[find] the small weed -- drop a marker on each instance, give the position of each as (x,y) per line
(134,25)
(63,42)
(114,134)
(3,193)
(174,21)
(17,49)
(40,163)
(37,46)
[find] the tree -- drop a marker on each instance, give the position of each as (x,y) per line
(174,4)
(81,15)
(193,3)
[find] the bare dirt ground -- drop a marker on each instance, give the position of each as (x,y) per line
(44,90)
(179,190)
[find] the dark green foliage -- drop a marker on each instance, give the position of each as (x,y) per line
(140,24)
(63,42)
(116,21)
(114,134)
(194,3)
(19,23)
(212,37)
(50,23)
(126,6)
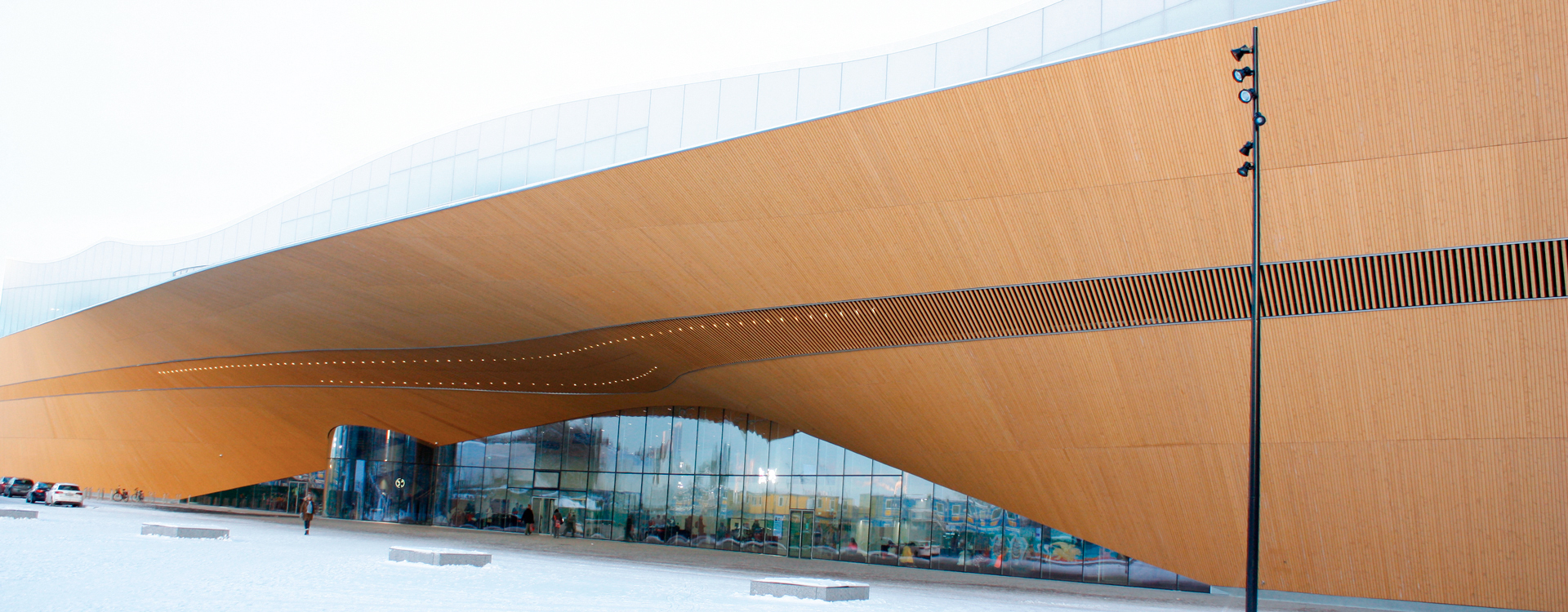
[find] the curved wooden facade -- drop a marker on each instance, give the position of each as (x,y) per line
(1414,445)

§ SET EXERCISE: Convert every line of the records above into a Markdown table with the columns "Row" and "Entry", numbering the rows and skipping any blank lines. Leave out the pictures.

§ RESPONSE TO THIS EXERCISE:
| Row | Entry |
|---|---|
| 1 | [find] the small weed -- drop a marker on each instance, give the position of each as (x,y) per line |
| 2 | (134,25) |
| 3 | (63,42) |
| 4 | (114,134) |
| 5 | (3,193) |
| 6 | (174,21) |
| 7 | (17,49) |
| 8 | (40,163) |
| 9 | (37,46) |
| 10 | [find] the tree -- drop a marker on each instance, give the position of each as (x,y) per line |
| 11 | (174,4) |
| 12 | (81,15) |
| 13 | (193,3) |
| 14 | [find] the bare dirt ground -- drop a marker on each instance, give the position of each as (x,y) per line |
| 15 | (44,90) |
| 16 | (179,190) |
| 17 | [find] the dark green foliage -- drop a marker on each instance, give the position of each as (x,y) per line |
| 18 | (140,24) |
| 19 | (63,42) |
| 20 | (116,21) |
| 21 | (114,134) |
| 22 | (194,3) |
| 23 | (19,23) |
| 24 | (212,37) |
| 25 | (50,23) |
| 26 | (126,6) |
| 27 | [find] the curved wooden facade -- drop a marker on each instance, give the position of each as (x,y) per line |
| 28 | (1414,445) |